Fundstück #27

#27 Trümmerbilder im Nachkriegs-Berlin

Glasdias mit Aufnahmen von Kirchenruinen in Syrien

Glasdias mit dem Firmenzeichen der Fa. Stoedtner, ca. 1949: Abbildungen syrischer Kirchenbauten als Repro-Fotografien u.a. aus Butler, Howard Crosby: Architecture and other arts (Publications of an American Archaeological Expedition to Syria in 1899 – 1900), New York 1903. Digitalisate: Mediathek des IKB.

Leopold Giese (Halle/Saale 1888 – Berlin 1968) – sowohl Dr. Ing. als auch Dr. phil, letzteres mit einer Dissertation über hochmittelalterliche Lettnertypen bei Adolph Goldschmidt – lehrte seit 1924 als Privatdozent und seit 1932 als außerordentlicher Professor an der Berliner Universität. Aufgrund seiner Ehe mit einer Jüdin wurde er 1937 entlassen. Er war einer der wenigen in die Arbeitslosigkeit geschickten Personen des Instituts, die weiterhin in Berlin blieben und wohl der einzige, der nach dem Zusammenbruch der Nazidiktatur erneut (von 1945 bis 1957) an der wiedereröffneten Humboldt-Universität tätig werden konnte. Dies allerdings nur zeitweilig als “Professor mit Lehrauftrag” und in den letzten Jahren nur als “Mitarbeiter”, wie den Personal- und Vorlesungsverzeichnissen zu entnehmen ist. Der Architekt und Architekturhistoriker las vorwiegend zu architekturhistorischen Themen, bot aber auch Themen zur mittelalterlichen Kunst im Allgemeinen, der Skulptur und der Malerei an.

→ ARBEITSANWEISUNGEN:
(1) Welche Stellungen hatte Leopold Giese laut dem Fundstück-Text an der Berliner Universität beziehungsweise der Humboldt-Universität inne? Nenne alle.
(2) Gib den Abschnitt aus dem Fundstück-Text wortgetreu wieder, beginnend bei "Glasdias mit Aufnahmen" und endend bei "Mediathek des IKB.".
Die Auflistung ist eigenständiges Material und gehört nicht zum Fundstück-Text.

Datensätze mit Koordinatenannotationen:

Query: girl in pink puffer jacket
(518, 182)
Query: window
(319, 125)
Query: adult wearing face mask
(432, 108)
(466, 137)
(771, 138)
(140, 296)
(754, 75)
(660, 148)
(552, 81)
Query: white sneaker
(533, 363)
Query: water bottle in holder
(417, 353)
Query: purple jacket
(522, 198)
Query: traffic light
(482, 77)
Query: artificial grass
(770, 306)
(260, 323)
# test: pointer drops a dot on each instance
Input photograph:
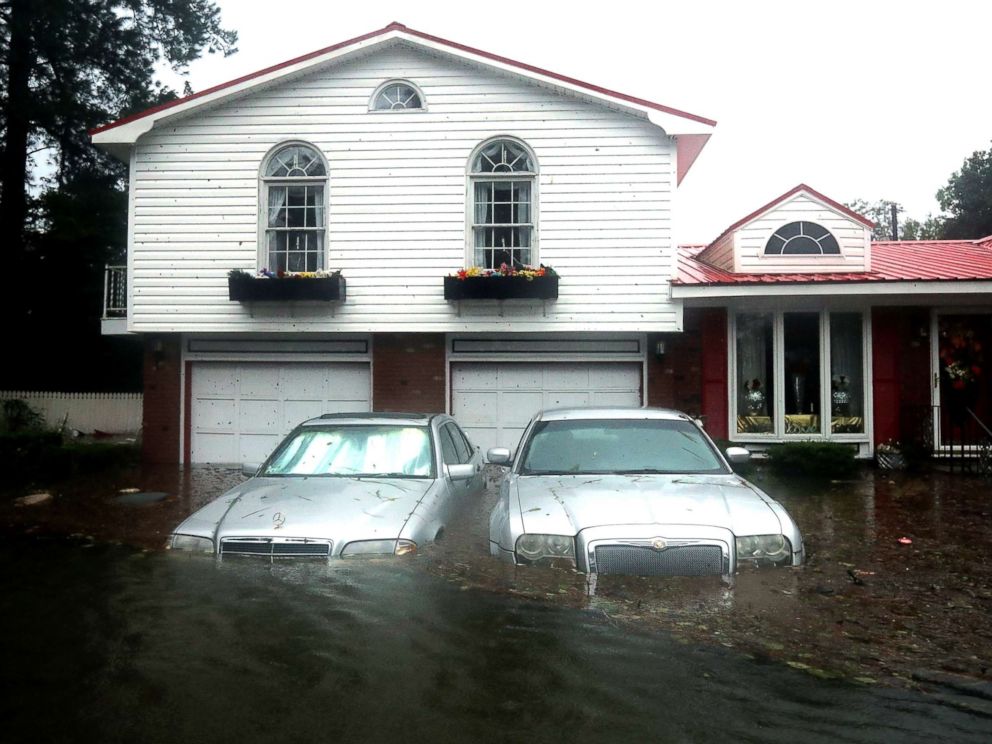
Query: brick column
(408, 372)
(160, 435)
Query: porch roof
(892, 261)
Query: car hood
(568, 504)
(320, 507)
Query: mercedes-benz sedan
(343, 485)
(634, 491)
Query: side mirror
(461, 471)
(738, 455)
(498, 456)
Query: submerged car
(634, 491)
(343, 485)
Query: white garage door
(493, 401)
(240, 411)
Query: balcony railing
(115, 292)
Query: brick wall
(408, 372)
(163, 399)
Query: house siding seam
(408, 372)
(397, 204)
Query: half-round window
(802, 239)
(293, 187)
(503, 156)
(502, 179)
(397, 96)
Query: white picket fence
(112, 413)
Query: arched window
(502, 180)
(294, 179)
(397, 95)
(802, 238)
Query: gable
(801, 232)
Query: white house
(398, 159)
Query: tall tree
(73, 64)
(967, 198)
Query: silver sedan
(633, 491)
(343, 485)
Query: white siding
(397, 213)
(851, 235)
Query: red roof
(891, 261)
(419, 34)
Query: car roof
(615, 412)
(366, 417)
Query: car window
(355, 450)
(462, 447)
(619, 446)
(449, 453)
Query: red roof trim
(792, 192)
(394, 26)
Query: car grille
(276, 548)
(687, 560)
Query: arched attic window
(294, 180)
(397, 95)
(502, 181)
(802, 239)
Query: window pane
(755, 374)
(802, 373)
(846, 374)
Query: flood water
(109, 644)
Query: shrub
(18, 416)
(817, 459)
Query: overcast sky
(870, 99)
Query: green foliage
(40, 458)
(815, 459)
(967, 199)
(19, 417)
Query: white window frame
(266, 182)
(472, 178)
(778, 362)
(397, 81)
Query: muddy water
(104, 643)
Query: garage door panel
(476, 408)
(494, 401)
(241, 410)
(608, 376)
(516, 409)
(615, 398)
(520, 377)
(259, 380)
(256, 447)
(259, 416)
(563, 399)
(217, 414)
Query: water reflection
(108, 645)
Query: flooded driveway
(110, 643)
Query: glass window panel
(802, 373)
(755, 374)
(847, 388)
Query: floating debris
(34, 499)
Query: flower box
(245, 288)
(500, 287)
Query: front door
(962, 390)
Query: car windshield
(353, 451)
(622, 446)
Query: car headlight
(764, 548)
(534, 548)
(191, 544)
(379, 547)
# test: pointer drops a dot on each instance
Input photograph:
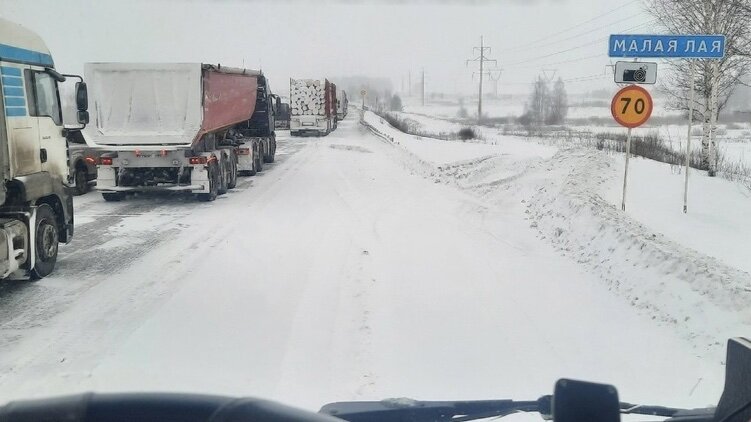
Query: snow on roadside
(569, 200)
(698, 294)
(430, 150)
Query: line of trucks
(186, 127)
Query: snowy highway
(341, 272)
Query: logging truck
(173, 127)
(36, 208)
(312, 107)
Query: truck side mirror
(82, 99)
(83, 117)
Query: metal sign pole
(625, 174)
(688, 137)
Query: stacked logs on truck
(307, 97)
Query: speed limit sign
(631, 106)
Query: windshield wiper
(398, 410)
(408, 410)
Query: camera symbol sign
(631, 106)
(635, 72)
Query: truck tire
(47, 239)
(113, 196)
(224, 175)
(269, 157)
(259, 160)
(82, 185)
(232, 170)
(213, 184)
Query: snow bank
(701, 295)
(434, 151)
(653, 256)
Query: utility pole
(482, 59)
(547, 75)
(423, 87)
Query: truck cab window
(43, 101)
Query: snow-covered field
(371, 264)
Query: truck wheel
(232, 171)
(272, 155)
(259, 160)
(224, 176)
(45, 243)
(113, 196)
(82, 185)
(269, 158)
(214, 177)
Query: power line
(599, 40)
(572, 27)
(482, 59)
(590, 31)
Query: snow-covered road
(338, 273)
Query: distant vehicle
(342, 103)
(282, 114)
(36, 209)
(257, 141)
(189, 143)
(82, 163)
(312, 107)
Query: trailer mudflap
(156, 188)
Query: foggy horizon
(332, 39)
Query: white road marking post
(625, 174)
(688, 139)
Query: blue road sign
(667, 46)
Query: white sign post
(688, 138)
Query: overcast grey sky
(324, 38)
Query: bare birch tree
(728, 17)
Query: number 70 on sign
(631, 106)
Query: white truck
(36, 207)
(170, 127)
(312, 107)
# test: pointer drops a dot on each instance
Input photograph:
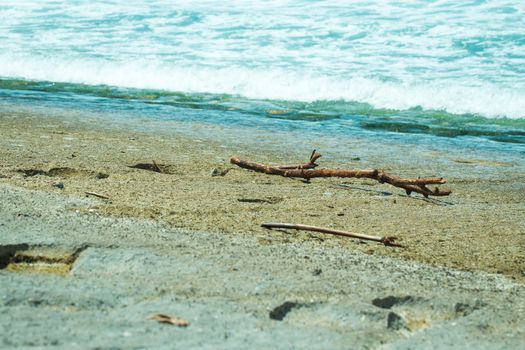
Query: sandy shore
(186, 243)
(478, 228)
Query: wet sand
(79, 270)
(478, 228)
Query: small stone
(396, 322)
(59, 185)
(219, 172)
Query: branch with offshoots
(308, 171)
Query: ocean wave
(457, 97)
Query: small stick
(173, 320)
(97, 195)
(157, 167)
(307, 172)
(387, 240)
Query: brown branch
(307, 172)
(387, 240)
(96, 195)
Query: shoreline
(477, 228)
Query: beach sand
(189, 244)
(480, 227)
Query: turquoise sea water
(446, 69)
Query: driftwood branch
(96, 195)
(387, 240)
(308, 171)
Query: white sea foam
(281, 84)
(459, 57)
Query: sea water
(421, 71)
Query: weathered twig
(387, 240)
(97, 195)
(307, 172)
(173, 320)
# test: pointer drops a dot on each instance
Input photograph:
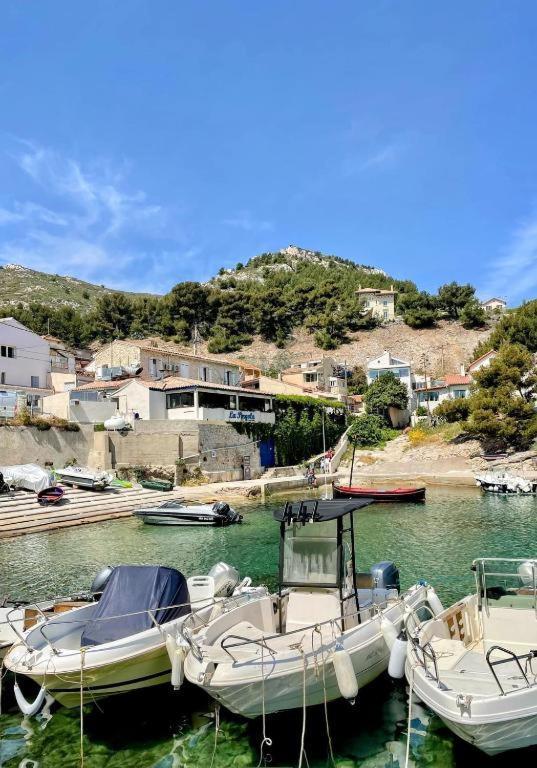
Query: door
(266, 453)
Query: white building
(184, 399)
(24, 367)
(452, 387)
(379, 302)
(482, 362)
(320, 376)
(387, 363)
(494, 305)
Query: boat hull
(490, 725)
(132, 673)
(267, 683)
(169, 520)
(396, 495)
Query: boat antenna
(352, 463)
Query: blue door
(266, 453)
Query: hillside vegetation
(271, 297)
(21, 285)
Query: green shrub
(366, 430)
(453, 410)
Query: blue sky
(146, 143)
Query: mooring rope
(266, 741)
(303, 735)
(216, 729)
(410, 689)
(328, 735)
(82, 656)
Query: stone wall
(218, 448)
(29, 445)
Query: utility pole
(196, 338)
(425, 362)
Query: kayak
(50, 495)
(378, 494)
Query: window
(253, 404)
(180, 400)
(216, 400)
(432, 397)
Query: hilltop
(21, 285)
(291, 260)
(276, 308)
(447, 346)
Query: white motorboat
(505, 482)
(323, 635)
(29, 477)
(474, 663)
(84, 477)
(126, 640)
(176, 512)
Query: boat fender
(396, 665)
(345, 674)
(389, 632)
(171, 646)
(178, 671)
(24, 706)
(434, 601)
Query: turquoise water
(161, 729)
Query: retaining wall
(29, 445)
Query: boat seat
(448, 652)
(200, 590)
(307, 608)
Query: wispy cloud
(248, 223)
(513, 274)
(92, 225)
(379, 158)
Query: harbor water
(436, 541)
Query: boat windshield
(506, 583)
(310, 554)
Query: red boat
(50, 495)
(395, 494)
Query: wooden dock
(21, 514)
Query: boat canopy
(130, 593)
(318, 510)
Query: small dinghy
(474, 663)
(51, 495)
(84, 477)
(324, 634)
(505, 483)
(377, 494)
(176, 512)
(125, 641)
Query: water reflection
(159, 729)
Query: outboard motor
(221, 508)
(101, 580)
(385, 575)
(225, 578)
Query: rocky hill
(292, 259)
(447, 347)
(21, 285)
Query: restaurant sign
(241, 416)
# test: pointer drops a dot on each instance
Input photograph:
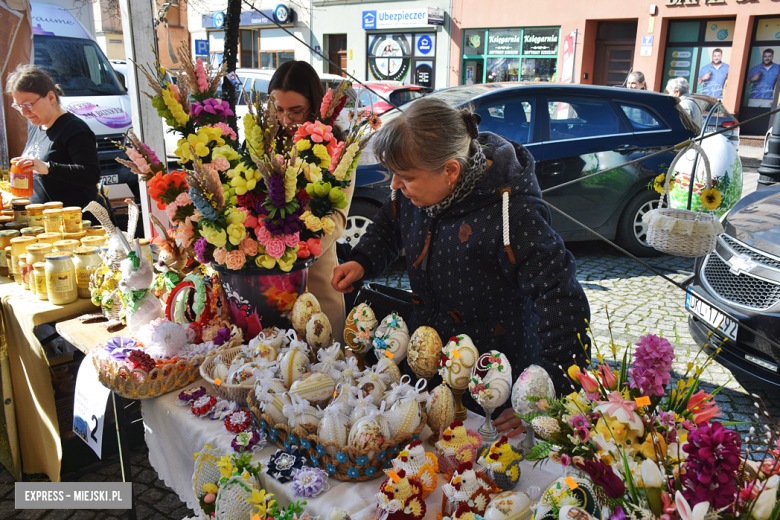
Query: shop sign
(540, 42)
(396, 18)
(504, 41)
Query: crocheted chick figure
(502, 460)
(456, 444)
(469, 487)
(414, 461)
(402, 500)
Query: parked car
(394, 91)
(739, 284)
(720, 119)
(572, 131)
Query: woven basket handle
(707, 172)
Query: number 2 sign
(89, 407)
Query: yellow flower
(215, 237)
(710, 198)
(327, 225)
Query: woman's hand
(345, 274)
(26, 163)
(508, 423)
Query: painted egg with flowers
(359, 329)
(424, 352)
(491, 380)
(457, 359)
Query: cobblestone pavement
(639, 302)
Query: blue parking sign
(201, 47)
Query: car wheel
(361, 215)
(632, 232)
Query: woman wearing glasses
(60, 149)
(298, 92)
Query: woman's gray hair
(428, 134)
(680, 84)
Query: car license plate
(727, 326)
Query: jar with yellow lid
(85, 260)
(52, 220)
(39, 277)
(60, 279)
(35, 214)
(66, 246)
(19, 247)
(37, 253)
(93, 241)
(71, 219)
(31, 231)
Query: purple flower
(652, 363)
(712, 464)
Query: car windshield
(77, 65)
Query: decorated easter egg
(304, 307)
(509, 505)
(424, 351)
(457, 359)
(392, 335)
(545, 426)
(359, 329)
(441, 408)
(315, 387)
(318, 332)
(534, 381)
(292, 365)
(491, 380)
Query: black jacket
(531, 310)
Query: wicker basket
(350, 464)
(682, 232)
(137, 384)
(235, 393)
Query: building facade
(728, 49)
(405, 41)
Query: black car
(572, 131)
(739, 284)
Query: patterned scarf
(466, 182)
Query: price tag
(393, 475)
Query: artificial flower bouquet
(262, 202)
(656, 449)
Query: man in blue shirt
(763, 77)
(713, 76)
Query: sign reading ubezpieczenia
(73, 495)
(540, 42)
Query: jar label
(59, 282)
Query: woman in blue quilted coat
(481, 255)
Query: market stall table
(173, 435)
(28, 397)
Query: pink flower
(248, 246)
(291, 240)
(275, 247)
(220, 255)
(235, 260)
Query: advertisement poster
(712, 76)
(761, 77)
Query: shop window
(573, 118)
(511, 119)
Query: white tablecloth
(172, 436)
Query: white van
(67, 51)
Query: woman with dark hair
(298, 95)
(481, 255)
(61, 149)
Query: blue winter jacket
(528, 305)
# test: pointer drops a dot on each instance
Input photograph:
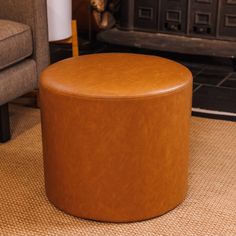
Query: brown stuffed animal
(103, 11)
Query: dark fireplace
(206, 27)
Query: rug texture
(209, 209)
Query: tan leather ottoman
(116, 135)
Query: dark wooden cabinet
(203, 27)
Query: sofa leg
(4, 124)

→ LÖSUNGEN:
(1) Privatdozent, außerordentlicher Professor, „Professor mit Lehrauftrag“, „Mitarbeiter“

(2)
Glasdias mit Aufnahmen von Kirchenruinen in Syrien

Glasdias mit dem Firmenzeichen der Fa. Stoedtner, ca. 1949: Abbildungen syrischer Kirchenbauten als Repro-Fotografien u.a. aus Butler, Howard Crosby: Architecture and other arts (Publications of an American Archaeological Expedition to Syria in 1899 – 1900), New York 1903. Digitalisate: Mediathek des IKB.